Reproduce every one of the entries below line for line, omitting the pictures.

#####

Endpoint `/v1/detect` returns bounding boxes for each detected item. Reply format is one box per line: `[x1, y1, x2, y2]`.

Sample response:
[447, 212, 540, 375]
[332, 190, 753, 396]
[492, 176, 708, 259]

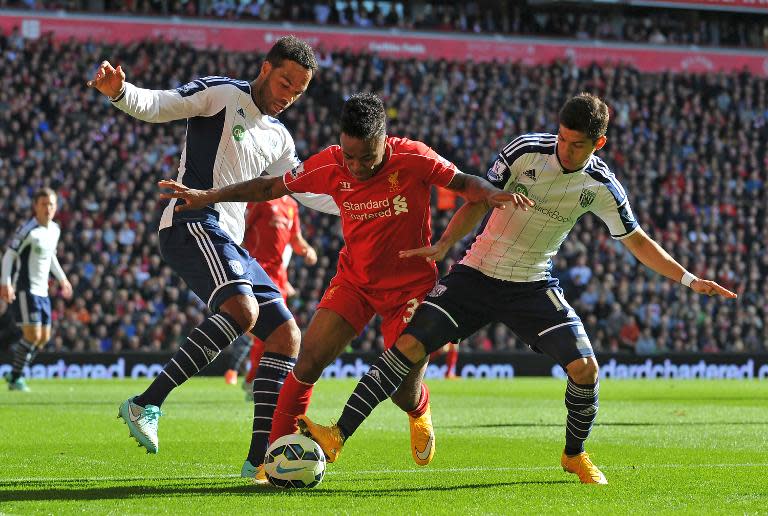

#####

◆ **Problem solution**:
Endpoint `/v1/detect` returns bounding boxes for each detected item. Reply format is one box per line: `[x1, y1, x2, y2]`.

Sample response:
[447, 212, 540, 375]
[332, 190, 753, 396]
[492, 176, 708, 259]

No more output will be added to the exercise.